Exercise requirements: Output only the lines of the entries that follow, starting at the one with "Query: teeth" and running down to the one with "Query: citi field logo", both included and unchanged.

Records shown:
══════
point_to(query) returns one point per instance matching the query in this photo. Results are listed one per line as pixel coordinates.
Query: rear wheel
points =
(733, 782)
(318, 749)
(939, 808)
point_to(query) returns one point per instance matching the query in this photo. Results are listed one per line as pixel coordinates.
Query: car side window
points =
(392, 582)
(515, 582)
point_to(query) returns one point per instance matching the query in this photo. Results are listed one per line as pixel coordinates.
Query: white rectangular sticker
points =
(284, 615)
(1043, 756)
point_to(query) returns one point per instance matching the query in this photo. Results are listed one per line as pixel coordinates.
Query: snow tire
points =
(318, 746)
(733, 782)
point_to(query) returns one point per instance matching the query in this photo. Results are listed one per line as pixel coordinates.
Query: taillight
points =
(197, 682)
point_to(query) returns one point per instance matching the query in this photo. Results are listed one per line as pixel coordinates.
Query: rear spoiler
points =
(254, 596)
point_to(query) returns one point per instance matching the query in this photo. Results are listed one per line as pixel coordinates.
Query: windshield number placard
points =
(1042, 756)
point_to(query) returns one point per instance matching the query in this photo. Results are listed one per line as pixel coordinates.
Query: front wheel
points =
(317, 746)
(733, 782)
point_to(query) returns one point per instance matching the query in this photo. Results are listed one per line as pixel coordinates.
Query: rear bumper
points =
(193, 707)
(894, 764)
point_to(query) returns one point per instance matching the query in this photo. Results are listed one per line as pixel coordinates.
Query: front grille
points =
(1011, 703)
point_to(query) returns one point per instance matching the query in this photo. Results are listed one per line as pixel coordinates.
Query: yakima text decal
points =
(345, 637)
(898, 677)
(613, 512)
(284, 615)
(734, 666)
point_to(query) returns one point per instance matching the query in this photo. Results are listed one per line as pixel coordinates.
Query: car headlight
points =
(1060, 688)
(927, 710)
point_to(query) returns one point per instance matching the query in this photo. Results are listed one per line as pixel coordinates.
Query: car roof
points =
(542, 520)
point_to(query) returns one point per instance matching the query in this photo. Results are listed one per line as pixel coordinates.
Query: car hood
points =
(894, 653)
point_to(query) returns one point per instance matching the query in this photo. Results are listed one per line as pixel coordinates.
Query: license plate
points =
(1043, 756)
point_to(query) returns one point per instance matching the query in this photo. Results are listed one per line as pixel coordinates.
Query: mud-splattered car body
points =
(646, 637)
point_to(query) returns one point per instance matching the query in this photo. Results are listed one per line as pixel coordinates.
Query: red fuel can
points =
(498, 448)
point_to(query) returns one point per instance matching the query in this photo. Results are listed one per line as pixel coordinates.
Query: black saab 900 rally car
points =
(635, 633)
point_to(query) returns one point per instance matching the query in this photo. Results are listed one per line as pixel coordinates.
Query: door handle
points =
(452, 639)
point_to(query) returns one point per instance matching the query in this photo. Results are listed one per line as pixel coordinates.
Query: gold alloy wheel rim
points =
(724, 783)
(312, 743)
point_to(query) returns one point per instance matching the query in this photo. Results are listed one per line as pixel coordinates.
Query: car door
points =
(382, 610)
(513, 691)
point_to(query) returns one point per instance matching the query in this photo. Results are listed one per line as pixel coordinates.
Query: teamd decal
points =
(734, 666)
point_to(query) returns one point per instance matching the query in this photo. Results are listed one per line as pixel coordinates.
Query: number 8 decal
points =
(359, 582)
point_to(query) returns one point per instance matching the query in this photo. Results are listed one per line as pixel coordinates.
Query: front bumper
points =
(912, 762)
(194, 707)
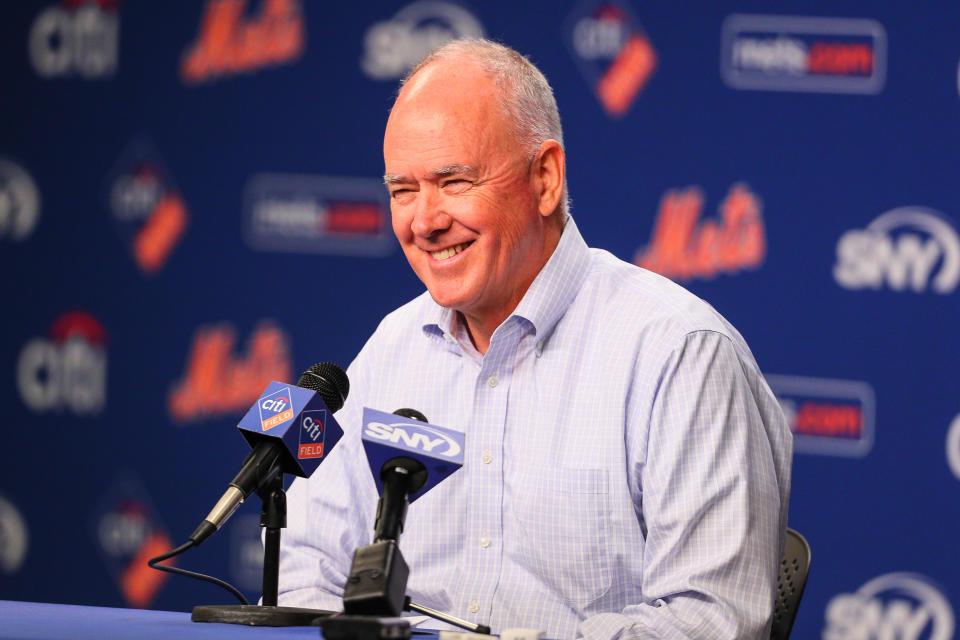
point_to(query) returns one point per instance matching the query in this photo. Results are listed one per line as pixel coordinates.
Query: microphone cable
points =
(153, 564)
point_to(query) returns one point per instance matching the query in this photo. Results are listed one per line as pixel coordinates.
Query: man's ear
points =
(549, 167)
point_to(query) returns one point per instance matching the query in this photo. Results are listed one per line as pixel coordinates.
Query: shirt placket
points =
(485, 519)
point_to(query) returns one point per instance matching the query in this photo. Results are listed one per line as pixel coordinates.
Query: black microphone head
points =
(329, 380)
(413, 414)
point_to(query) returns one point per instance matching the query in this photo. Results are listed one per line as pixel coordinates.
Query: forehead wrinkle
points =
(455, 168)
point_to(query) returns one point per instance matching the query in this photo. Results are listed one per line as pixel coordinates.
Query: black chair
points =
(794, 569)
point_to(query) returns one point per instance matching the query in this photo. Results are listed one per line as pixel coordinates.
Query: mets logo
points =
(275, 408)
(913, 248)
(613, 52)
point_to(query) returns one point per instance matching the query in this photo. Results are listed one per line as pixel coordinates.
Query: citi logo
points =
(275, 409)
(907, 248)
(275, 404)
(415, 437)
(895, 605)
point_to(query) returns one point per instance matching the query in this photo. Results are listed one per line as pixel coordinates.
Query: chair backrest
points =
(794, 568)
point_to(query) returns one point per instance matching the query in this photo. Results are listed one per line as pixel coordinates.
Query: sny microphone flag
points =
(387, 435)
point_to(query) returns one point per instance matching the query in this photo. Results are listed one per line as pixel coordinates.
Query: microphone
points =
(407, 457)
(290, 429)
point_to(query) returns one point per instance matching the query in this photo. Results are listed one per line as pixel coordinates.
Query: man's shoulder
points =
(407, 319)
(648, 299)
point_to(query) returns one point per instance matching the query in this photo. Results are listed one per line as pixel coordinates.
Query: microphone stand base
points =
(258, 616)
(345, 627)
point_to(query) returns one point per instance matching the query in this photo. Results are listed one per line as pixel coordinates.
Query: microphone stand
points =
(273, 518)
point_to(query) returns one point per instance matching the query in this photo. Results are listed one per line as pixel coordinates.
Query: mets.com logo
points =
(902, 606)
(912, 248)
(787, 53)
(827, 417)
(317, 214)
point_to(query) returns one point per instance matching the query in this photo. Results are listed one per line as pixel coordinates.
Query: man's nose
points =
(429, 217)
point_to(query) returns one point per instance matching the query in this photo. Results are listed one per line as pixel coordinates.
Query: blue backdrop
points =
(190, 206)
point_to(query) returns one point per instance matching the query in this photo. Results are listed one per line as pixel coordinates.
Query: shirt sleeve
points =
(329, 516)
(711, 503)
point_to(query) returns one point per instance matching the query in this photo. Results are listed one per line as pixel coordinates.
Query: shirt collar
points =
(547, 299)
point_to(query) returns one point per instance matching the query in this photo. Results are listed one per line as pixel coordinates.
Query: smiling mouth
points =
(449, 252)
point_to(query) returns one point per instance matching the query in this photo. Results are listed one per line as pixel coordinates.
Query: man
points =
(627, 468)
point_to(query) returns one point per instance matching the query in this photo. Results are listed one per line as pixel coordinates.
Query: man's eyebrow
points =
(454, 169)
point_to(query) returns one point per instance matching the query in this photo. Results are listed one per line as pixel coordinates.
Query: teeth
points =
(449, 252)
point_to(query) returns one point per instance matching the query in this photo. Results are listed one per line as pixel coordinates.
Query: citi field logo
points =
(150, 215)
(19, 202)
(414, 436)
(317, 214)
(230, 42)
(613, 52)
(14, 540)
(275, 409)
(911, 248)
(217, 382)
(128, 534)
(684, 247)
(76, 37)
(895, 605)
(827, 417)
(786, 53)
(392, 47)
(66, 371)
(311, 434)
(953, 446)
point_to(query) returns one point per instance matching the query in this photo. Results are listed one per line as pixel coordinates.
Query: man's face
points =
(464, 205)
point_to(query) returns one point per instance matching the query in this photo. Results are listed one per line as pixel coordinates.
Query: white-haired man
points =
(627, 468)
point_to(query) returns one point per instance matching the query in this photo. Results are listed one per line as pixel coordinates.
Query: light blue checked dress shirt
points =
(627, 468)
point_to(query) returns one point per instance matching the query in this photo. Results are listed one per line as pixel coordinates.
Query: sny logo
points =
(79, 36)
(414, 436)
(151, 216)
(901, 248)
(895, 605)
(393, 46)
(228, 44)
(275, 409)
(681, 249)
(68, 369)
(613, 52)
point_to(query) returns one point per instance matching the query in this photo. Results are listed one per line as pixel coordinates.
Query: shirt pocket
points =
(564, 527)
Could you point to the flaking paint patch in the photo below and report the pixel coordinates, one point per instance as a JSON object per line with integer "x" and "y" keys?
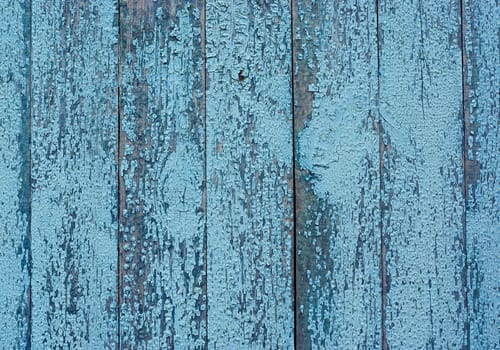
{"x": 162, "y": 268}
{"x": 482, "y": 147}
{"x": 74, "y": 194}
{"x": 249, "y": 164}
{"x": 14, "y": 175}
{"x": 336, "y": 152}
{"x": 421, "y": 116}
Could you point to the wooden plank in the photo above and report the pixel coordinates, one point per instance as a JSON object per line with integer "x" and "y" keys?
{"x": 14, "y": 174}
{"x": 422, "y": 193}
{"x": 74, "y": 189}
{"x": 337, "y": 181}
{"x": 249, "y": 175}
{"x": 482, "y": 173}
{"x": 162, "y": 210}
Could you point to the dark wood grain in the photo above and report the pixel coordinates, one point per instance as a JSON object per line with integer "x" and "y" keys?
{"x": 162, "y": 208}
{"x": 420, "y": 106}
{"x": 249, "y": 175}
{"x": 337, "y": 164}
{"x": 15, "y": 212}
{"x": 482, "y": 172}
{"x": 74, "y": 192}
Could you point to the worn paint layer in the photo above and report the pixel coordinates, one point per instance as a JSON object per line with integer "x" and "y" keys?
{"x": 162, "y": 208}
{"x": 421, "y": 117}
{"x": 74, "y": 192}
{"x": 337, "y": 164}
{"x": 14, "y": 174}
{"x": 482, "y": 171}
{"x": 249, "y": 175}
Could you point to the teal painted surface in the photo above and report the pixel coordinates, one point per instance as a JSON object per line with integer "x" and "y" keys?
{"x": 482, "y": 149}
{"x": 256, "y": 175}
{"x": 249, "y": 175}
{"x": 162, "y": 221}
{"x": 74, "y": 192}
{"x": 14, "y": 174}
{"x": 337, "y": 175}
{"x": 420, "y": 106}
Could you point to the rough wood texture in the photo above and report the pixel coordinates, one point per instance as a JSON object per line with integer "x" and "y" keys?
{"x": 74, "y": 199}
{"x": 421, "y": 117}
{"x": 14, "y": 174}
{"x": 162, "y": 210}
{"x": 337, "y": 165}
{"x": 249, "y": 175}
{"x": 482, "y": 172}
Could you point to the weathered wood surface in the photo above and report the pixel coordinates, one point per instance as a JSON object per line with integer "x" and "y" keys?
{"x": 482, "y": 172}
{"x": 249, "y": 175}
{"x": 162, "y": 203}
{"x": 225, "y": 174}
{"x": 420, "y": 104}
{"x": 337, "y": 182}
{"x": 14, "y": 174}
{"x": 74, "y": 192}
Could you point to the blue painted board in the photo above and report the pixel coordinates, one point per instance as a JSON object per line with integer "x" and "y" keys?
{"x": 14, "y": 174}
{"x": 336, "y": 175}
{"x": 420, "y": 106}
{"x": 249, "y": 174}
{"x": 482, "y": 172}
{"x": 74, "y": 172}
{"x": 162, "y": 193}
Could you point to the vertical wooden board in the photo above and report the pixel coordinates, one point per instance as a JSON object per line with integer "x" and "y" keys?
{"x": 74, "y": 189}
{"x": 482, "y": 173}
{"x": 337, "y": 183}
{"x": 14, "y": 174}
{"x": 249, "y": 175}
{"x": 423, "y": 207}
{"x": 162, "y": 211}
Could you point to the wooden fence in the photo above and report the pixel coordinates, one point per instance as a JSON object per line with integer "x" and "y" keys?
{"x": 258, "y": 174}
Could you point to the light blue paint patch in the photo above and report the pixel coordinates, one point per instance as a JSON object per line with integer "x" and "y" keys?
{"x": 14, "y": 175}
{"x": 420, "y": 111}
{"x": 74, "y": 194}
{"x": 338, "y": 149}
{"x": 249, "y": 165}
{"x": 483, "y": 172}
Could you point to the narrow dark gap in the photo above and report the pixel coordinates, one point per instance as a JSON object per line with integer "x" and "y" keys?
{"x": 205, "y": 170}
{"x": 30, "y": 123}
{"x": 383, "y": 247}
{"x": 294, "y": 238}
{"x": 118, "y": 165}
{"x": 465, "y": 150}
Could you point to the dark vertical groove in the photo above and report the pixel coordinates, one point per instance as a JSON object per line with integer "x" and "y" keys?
{"x": 383, "y": 247}
{"x": 294, "y": 238}
{"x": 118, "y": 164}
{"x": 465, "y": 150}
{"x": 205, "y": 171}
{"x": 30, "y": 116}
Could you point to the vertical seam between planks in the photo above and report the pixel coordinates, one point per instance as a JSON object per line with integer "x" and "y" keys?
{"x": 205, "y": 170}
{"x": 294, "y": 238}
{"x": 118, "y": 165}
{"x": 383, "y": 248}
{"x": 30, "y": 253}
{"x": 465, "y": 116}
══════
Solution to this problem:
Query: teeth
points =
(449, 252)
point_to(query) returns one point per instance matching the query in this photo. Results are listed one per line as pixel coordinates.
Query: citi field logo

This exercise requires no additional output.